> [DOCUMENT SECTION]
Begin
Scientists say Earth’s core is slowing down; what are the consequences?

Deep inside the Earth there is a ball of solid metal that spins independently of the rotation of our planet, like a spinning top spinning inside a larger spinning top, shrouded in mystery.

This inner core has intrigued researchers since its discovery by Danish seismologist Inge Lehmann in 1936, and how it moves—its speed and direction of rotation—has been the center of a decades-long debate. A growing body of evidence suggests that the core’s rotation has changed dramatically in recent years, but scientists are still divided on what exactly is happening—and what it means.

Part of the problem is that the Earth’s deep interior is impossible to observe or sample directly. Seismologists gain insight into the motion of the inner core by examining how waves from large earthquakes that hit that area behave. Variations between waves of similar strength that passed through the core at different times have allowed scientists to measure changes in the inner core’s position and calculate its rotation.

“Differential rotation of the inner core was proposed as a phenomenon in the 1970s and 1980s, but it was only in the 1990s that seismological evidence was published,” said Dr. Lauren Waszek, professor of physical sciences at James Cook University in Australia.

But researchers have argued over how to interpret these findings, “mainly because of the challenge of making detailed observations of the inner core, given its distance and limited data available,” Waszek said. As a result, “studies that followed in the years and decades that followed disagreed on the rotation rate and also its direction relative to the mantle,” she added. Some analyses even proposed that the core did not rotate at all.

A promising model proposed in 2023 described an inner core that once spun faster than Earth itself but now spins more slowly. For a while, scientists reported, the core’s rotation matched Earth’s rotation. Then it slowed even further, until the core began to move backward relative to the fluid layers around it.
End
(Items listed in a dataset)
Begin
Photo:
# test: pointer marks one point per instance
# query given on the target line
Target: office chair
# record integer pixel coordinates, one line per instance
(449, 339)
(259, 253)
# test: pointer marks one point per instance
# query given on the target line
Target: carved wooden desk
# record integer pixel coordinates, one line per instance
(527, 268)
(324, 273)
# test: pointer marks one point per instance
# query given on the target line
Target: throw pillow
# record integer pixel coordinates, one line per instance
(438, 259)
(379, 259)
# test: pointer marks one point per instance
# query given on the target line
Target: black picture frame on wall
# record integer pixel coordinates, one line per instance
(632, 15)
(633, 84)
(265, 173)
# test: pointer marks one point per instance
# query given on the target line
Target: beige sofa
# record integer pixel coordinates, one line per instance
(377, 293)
End
> [DIRECTION] Rewrite the article on Earth's inner core from "Part of the" up to and including "calculate its rotation.", substituting "major earthquakes" for "large earthquakes". You can set the listing aside; it isn't needed here.

> [COMPLETE OUTPUT]
Part of the problem is that the Earth’s deep interior is impossible to observe or sample directly. Seismologists gain insight into the motion of the inner core by examining how waves from major earthquakes that hit that area behave. Variations between waves of similar strength that passed through the core at different times have allowed scientists to measure changes in the inner core’s position and calculate its rotation.